[Start]

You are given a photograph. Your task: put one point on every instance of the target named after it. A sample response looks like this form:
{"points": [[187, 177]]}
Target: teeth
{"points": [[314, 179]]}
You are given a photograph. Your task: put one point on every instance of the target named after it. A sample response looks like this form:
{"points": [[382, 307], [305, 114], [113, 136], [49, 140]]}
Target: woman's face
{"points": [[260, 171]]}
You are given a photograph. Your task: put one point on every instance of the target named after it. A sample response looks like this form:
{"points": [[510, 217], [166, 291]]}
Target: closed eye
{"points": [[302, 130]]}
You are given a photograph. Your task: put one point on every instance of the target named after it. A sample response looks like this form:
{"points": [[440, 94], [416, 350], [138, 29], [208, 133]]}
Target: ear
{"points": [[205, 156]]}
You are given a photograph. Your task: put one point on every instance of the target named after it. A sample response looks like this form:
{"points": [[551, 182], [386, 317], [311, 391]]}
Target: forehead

[End]

WHAT THIS TASK INVOLVES:
Extract every line of the material above and reproduce it verbatim, in its original order.

RIGHT ANSWER:
You are given a photograph. Your task: put one point on every instance of the target named after it. A sample response looks like this form:
{"points": [[187, 177]]}
Target: teeth
{"points": [[314, 179]]}
You are given a photograph. Your task: put one point on every instance of the target named after it. A sample response looks like this form:
{"points": [[382, 307], [305, 114], [113, 136], [49, 140]]}
Target: woman's face
{"points": [[260, 171]]}
You are given a photograph. Your task: put one point on every instance of the target named after it. A sample response looks like this form:
{"points": [[510, 217], [166, 291]]}
Target: closed eye
{"points": [[302, 130]]}
You are given a photograph. Your task: put one point on every instance of the target named after it. A sample response looks like this form:
{"points": [[440, 94], [416, 350], [138, 29], [208, 133]]}
Target: ear
{"points": [[205, 156]]}
You are given a photograph. Your task: put one point on every instance of the target named after it. A sample response looks like this form:
{"points": [[551, 182], [386, 317], [311, 391]]}
Target: forehead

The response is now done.